» 課題の指示
リストの冒頭から「[(75, 92), (58, 79), (16, 97), (46, 124)]」を含む行までを、両端の行も含めて一字一句変えずに書き出しなさい。

未加工の記録:
▬▬▬

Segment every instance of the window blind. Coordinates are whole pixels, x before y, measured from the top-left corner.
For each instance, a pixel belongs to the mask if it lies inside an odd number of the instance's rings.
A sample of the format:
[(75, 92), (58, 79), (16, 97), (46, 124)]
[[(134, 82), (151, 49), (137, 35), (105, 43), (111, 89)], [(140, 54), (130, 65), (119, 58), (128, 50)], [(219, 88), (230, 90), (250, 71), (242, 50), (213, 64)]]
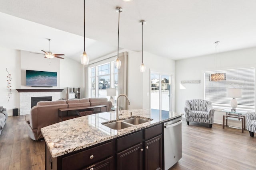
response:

▬▬▬

» この課題の解答
Segment every instance of the window blind. Coordinates are whole pixels, x before y, measured from the top-left corner.
For each instance, a pixel belongs to the mask if it lies inside an odd number of the instance's rings.
A sample of the format:
[(75, 92), (58, 79), (16, 97), (46, 124)]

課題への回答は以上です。